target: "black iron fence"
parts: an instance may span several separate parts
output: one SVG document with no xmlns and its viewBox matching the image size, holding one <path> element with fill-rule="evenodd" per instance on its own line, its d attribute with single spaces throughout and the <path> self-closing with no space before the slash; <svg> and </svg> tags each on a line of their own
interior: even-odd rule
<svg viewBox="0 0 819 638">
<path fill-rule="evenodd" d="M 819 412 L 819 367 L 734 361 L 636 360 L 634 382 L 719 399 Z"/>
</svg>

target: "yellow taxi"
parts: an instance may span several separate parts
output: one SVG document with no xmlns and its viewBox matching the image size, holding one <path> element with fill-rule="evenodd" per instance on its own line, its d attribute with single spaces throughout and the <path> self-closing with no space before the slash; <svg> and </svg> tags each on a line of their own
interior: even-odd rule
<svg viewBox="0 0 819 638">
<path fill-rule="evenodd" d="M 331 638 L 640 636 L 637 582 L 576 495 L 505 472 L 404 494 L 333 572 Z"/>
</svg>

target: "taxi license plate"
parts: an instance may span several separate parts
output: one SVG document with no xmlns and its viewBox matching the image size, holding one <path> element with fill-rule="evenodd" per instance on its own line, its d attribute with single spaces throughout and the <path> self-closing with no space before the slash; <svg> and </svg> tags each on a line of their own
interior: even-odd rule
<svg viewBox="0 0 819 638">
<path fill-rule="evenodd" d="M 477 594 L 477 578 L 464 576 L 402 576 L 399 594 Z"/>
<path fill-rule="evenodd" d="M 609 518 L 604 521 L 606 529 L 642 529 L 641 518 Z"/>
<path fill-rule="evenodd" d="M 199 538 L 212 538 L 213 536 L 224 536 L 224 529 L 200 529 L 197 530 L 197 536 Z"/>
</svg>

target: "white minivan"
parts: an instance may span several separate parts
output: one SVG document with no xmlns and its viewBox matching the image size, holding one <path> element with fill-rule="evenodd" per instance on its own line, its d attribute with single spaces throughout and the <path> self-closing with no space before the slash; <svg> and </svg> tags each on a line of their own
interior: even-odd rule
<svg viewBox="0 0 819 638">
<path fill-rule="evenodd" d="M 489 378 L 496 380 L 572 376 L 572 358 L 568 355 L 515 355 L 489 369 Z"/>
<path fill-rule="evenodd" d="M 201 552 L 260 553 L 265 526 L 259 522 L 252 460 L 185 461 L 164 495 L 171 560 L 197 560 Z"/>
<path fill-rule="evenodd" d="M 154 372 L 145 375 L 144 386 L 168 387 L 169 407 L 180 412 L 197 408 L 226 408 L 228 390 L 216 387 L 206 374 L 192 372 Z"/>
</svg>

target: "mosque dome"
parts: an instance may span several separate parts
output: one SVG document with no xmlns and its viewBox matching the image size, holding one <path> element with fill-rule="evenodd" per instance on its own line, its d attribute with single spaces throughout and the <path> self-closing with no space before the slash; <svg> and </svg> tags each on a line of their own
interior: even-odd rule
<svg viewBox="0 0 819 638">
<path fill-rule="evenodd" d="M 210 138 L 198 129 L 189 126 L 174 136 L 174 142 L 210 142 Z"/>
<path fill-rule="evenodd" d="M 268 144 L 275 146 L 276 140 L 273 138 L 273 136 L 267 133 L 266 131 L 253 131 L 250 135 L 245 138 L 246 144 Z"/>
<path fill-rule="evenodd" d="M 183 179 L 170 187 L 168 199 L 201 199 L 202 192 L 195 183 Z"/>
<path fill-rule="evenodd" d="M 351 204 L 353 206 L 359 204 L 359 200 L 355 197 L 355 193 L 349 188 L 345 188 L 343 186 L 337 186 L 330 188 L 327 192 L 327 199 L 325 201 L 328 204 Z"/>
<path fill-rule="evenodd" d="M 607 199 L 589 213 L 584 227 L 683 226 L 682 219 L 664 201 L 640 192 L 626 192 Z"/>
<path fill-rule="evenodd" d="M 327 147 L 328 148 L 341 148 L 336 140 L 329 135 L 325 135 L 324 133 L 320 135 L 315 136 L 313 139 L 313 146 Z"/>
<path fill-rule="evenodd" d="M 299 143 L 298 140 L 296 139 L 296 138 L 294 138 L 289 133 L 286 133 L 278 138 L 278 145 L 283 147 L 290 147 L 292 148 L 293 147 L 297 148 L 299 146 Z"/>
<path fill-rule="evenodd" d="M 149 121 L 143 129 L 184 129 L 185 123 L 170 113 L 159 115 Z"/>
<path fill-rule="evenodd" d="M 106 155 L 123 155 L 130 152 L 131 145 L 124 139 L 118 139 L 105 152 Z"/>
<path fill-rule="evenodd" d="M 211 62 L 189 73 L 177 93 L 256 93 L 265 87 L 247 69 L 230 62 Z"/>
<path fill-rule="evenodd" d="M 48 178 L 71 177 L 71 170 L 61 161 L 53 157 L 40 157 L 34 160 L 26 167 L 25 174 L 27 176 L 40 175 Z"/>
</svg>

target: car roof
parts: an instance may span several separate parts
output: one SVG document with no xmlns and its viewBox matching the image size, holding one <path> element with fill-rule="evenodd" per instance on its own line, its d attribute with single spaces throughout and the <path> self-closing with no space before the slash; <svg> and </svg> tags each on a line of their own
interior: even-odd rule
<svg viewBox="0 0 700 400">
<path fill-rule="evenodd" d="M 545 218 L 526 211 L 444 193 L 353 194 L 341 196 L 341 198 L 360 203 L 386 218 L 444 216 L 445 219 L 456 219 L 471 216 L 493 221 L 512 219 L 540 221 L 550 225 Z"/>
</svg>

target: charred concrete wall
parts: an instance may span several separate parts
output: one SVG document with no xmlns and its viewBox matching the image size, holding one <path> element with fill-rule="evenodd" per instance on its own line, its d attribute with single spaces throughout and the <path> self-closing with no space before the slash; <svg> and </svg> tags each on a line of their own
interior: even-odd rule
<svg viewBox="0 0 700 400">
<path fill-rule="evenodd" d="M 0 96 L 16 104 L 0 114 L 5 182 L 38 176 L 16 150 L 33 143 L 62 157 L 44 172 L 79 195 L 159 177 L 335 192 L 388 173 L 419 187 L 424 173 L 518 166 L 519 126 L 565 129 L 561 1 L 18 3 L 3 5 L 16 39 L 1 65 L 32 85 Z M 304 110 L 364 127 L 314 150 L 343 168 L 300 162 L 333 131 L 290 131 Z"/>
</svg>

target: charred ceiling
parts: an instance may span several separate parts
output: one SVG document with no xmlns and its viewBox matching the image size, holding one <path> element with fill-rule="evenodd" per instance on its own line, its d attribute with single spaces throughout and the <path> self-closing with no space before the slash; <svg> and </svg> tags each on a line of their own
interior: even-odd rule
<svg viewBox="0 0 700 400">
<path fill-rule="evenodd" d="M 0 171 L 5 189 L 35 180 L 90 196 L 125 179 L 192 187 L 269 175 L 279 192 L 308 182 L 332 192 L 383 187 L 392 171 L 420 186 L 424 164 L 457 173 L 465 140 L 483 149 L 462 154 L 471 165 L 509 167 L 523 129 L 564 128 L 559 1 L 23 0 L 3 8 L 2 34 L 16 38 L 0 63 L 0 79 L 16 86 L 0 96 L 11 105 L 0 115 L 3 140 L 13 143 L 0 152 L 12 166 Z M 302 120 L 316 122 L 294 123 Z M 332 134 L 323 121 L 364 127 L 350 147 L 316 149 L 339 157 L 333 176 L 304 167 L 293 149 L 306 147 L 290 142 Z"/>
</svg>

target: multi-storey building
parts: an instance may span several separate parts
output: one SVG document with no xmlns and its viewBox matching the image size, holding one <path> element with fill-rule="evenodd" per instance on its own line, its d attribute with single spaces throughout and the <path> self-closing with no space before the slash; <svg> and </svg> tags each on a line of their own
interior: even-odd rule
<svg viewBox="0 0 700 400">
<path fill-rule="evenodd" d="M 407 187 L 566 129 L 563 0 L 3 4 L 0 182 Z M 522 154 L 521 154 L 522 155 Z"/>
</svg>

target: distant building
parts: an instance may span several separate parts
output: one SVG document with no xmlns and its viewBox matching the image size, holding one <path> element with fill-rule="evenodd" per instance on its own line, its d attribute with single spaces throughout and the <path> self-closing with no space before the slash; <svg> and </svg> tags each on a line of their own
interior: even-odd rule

The request -
Include both ends. Return the line holding "target: multi-storey building" and all lines after it in the records above, exactly as written.

Problem solution -
target: multi-storey building
parts: an instance may span several separate parts
output: one SVG document with no xmlns and its viewBox matching the image size, holding one <path> element with fill-rule="evenodd" per instance on its own line, its d attribute with single spaces throughout and the <path> self-closing with no space before the slash; <svg> and </svg> tags each on a line of their own
interior: even-odd rule
<svg viewBox="0 0 700 400">
<path fill-rule="evenodd" d="M 407 187 L 566 129 L 563 0 L 3 4 L 0 182 Z M 522 154 L 521 154 L 522 155 Z"/>
</svg>

target: distant building
parts: an instance may span several separate parts
output: one SVG document with no xmlns and its viewBox matching the image size, holding one <path> element with fill-rule="evenodd" per instance on its own line, its d attribute with single spaces throughout and the <path> self-closing with no space before the slash; <svg> and </svg> tags each on a line of their own
interior: even-odd rule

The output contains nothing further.